-- start of DATA SHOWN --

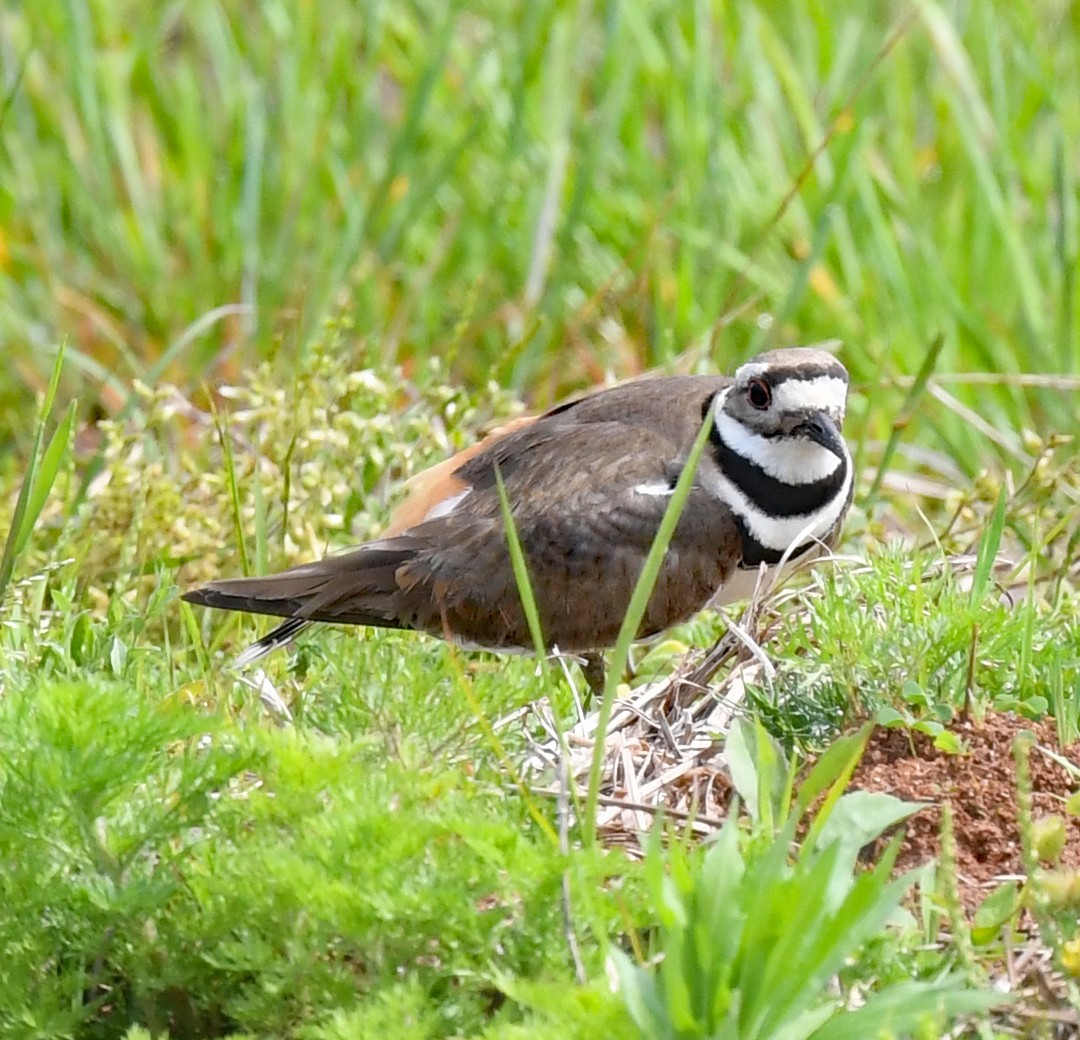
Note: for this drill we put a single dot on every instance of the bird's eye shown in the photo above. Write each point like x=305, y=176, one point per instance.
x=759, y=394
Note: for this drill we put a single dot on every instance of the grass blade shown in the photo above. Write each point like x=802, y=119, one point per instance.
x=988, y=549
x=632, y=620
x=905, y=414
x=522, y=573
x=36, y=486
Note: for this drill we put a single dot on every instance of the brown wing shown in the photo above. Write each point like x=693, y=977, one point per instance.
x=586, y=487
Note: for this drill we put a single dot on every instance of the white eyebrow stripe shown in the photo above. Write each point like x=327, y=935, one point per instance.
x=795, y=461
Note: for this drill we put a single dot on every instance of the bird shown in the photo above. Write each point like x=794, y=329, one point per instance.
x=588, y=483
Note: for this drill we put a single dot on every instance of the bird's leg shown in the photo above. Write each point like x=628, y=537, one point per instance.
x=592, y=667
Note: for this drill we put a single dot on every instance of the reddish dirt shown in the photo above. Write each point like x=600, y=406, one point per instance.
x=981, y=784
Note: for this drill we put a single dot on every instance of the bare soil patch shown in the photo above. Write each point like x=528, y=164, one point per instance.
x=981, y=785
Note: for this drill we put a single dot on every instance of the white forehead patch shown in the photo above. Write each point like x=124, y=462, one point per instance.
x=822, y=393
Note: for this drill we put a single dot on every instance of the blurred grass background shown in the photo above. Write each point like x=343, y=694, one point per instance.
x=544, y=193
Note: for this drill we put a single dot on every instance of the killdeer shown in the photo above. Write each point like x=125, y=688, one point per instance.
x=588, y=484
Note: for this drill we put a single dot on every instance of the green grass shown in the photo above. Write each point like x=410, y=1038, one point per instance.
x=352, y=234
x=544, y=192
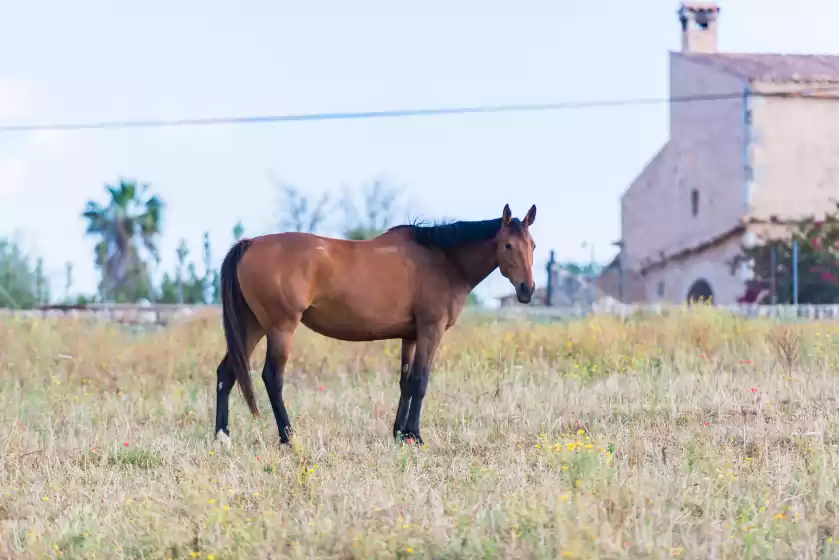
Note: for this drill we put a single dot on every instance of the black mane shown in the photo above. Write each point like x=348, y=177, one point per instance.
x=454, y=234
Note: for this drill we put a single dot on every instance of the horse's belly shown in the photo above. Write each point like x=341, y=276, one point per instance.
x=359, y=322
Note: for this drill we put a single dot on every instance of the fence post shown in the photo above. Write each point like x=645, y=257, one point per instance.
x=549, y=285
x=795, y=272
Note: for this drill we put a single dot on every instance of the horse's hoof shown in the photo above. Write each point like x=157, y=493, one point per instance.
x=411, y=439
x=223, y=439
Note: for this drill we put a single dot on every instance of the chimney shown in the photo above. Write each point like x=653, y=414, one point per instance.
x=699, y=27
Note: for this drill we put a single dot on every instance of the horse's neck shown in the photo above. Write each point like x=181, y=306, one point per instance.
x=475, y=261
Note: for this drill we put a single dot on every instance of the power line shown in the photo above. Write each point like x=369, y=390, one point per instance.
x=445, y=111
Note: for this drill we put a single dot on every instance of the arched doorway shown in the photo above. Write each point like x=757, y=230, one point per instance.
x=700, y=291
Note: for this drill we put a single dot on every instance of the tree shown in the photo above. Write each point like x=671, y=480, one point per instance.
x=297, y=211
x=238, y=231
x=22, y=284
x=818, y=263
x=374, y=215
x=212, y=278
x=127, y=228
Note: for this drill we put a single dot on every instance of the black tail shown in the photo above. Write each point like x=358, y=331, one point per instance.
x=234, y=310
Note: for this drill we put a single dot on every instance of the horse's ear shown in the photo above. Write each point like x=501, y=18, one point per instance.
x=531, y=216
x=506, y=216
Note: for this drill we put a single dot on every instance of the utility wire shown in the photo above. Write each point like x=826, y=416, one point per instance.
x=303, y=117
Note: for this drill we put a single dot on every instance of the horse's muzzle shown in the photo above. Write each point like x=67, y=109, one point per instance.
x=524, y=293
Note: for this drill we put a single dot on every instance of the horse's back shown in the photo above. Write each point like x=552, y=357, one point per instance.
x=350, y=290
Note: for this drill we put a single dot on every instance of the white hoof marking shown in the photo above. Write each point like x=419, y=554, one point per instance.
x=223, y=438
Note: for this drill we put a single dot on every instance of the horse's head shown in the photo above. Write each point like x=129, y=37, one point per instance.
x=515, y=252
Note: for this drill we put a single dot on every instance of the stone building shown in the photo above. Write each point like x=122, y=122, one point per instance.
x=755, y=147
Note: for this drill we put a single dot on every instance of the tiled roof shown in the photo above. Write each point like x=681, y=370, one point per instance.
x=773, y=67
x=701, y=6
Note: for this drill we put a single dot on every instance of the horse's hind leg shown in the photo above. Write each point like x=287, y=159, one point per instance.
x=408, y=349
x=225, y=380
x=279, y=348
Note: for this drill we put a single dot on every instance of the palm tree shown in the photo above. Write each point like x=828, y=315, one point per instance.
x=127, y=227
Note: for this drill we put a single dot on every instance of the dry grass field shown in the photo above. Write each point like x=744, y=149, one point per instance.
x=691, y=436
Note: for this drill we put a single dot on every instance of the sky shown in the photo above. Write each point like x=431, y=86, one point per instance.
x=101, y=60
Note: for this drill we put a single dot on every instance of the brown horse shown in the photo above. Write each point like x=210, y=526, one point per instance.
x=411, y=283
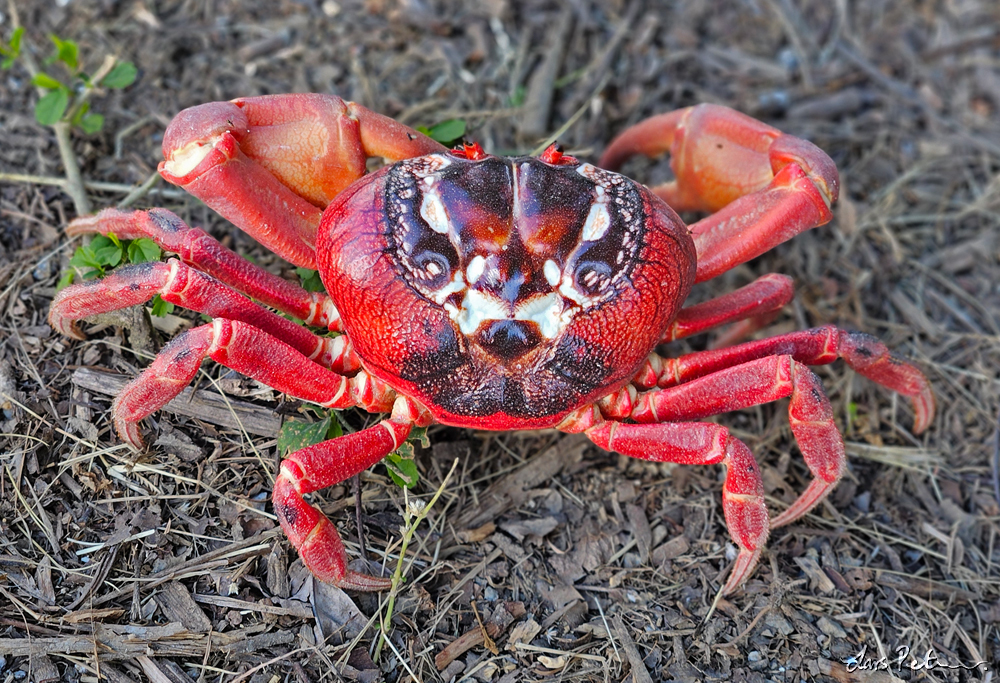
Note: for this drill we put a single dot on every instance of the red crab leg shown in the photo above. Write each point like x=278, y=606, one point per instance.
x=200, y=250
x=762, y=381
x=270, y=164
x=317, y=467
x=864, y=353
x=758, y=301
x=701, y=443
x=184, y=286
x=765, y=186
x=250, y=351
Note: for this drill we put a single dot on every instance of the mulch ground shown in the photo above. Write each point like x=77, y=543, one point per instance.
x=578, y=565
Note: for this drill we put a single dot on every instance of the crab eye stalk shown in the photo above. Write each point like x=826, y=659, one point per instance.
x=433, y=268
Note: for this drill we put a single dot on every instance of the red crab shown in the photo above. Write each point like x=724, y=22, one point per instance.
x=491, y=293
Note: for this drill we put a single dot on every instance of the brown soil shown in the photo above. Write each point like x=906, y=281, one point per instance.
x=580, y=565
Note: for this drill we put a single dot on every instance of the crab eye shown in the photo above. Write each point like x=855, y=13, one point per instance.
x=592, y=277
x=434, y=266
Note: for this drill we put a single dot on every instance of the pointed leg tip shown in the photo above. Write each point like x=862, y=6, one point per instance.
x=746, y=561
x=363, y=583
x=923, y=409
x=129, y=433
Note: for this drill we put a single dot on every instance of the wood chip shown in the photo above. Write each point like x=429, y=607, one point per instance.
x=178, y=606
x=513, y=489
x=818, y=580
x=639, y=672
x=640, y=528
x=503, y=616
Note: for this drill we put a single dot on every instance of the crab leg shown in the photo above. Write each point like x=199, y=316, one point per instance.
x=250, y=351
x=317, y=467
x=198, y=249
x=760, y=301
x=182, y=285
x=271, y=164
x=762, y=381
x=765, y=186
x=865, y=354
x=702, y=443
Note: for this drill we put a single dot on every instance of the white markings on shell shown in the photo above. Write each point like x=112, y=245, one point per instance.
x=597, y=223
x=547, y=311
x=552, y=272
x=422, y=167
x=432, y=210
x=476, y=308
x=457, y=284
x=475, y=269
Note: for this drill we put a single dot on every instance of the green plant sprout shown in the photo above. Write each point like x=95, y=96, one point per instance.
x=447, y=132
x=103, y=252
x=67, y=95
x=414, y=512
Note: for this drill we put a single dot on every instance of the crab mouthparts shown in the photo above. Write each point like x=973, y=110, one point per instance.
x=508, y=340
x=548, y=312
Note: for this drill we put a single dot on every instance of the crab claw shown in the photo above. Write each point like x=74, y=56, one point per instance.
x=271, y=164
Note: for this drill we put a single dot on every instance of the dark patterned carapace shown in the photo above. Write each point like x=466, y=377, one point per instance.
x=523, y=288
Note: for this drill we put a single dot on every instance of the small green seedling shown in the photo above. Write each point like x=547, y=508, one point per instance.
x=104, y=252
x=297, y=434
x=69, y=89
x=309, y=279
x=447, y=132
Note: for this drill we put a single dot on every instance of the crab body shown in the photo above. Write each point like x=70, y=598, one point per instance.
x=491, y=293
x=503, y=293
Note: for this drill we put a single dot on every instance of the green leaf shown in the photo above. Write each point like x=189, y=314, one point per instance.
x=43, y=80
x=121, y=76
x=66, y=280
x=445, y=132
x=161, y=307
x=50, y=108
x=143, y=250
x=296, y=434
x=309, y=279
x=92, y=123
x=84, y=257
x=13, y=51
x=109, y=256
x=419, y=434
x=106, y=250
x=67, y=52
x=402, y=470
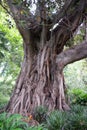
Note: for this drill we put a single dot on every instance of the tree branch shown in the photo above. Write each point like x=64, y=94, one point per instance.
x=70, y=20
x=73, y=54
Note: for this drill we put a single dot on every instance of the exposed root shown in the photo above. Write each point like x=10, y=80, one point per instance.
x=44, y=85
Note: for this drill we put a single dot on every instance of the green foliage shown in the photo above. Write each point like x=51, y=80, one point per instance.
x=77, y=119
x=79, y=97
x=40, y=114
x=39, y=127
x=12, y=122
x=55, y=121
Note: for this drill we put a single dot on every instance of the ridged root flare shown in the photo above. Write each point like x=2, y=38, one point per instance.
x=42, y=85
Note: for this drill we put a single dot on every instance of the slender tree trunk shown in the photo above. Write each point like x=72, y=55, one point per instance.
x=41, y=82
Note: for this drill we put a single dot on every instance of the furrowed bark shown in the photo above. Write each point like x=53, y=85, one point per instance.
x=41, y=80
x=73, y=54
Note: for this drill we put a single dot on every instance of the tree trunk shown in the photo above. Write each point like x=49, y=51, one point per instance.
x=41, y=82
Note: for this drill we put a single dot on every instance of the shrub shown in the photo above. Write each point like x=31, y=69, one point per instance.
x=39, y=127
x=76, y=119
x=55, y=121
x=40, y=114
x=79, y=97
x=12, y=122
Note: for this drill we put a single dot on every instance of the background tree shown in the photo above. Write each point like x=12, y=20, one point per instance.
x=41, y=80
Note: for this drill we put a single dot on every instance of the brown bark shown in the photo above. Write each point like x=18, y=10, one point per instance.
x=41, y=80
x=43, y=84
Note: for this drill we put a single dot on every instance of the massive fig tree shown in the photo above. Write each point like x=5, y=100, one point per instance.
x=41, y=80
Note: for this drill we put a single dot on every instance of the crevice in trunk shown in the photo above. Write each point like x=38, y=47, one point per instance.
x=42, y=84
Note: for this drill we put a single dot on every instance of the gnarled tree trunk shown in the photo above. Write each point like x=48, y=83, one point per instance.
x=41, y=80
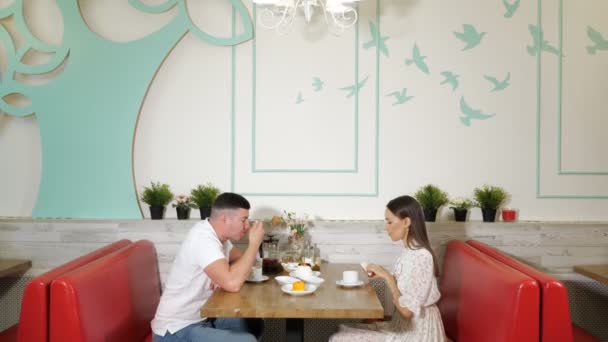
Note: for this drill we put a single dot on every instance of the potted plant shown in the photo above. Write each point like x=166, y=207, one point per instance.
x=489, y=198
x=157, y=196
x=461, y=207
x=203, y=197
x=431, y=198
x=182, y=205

-- end of DATA SHOWN --

__SET EXERCISE__:
Output the lines of the items as a numbered list, starting at the very beginning and ending at the line that contains "x=759, y=394", both included. Skip any blank lines and leave the pictures out.

__SOLUTION TO THE PROBLEM__:
1. Note: for this drill we put a single dot on every instance of the bird's eye shown in the photo above. Write each point like x=305, y=176, one point per instance.
2. x=759, y=394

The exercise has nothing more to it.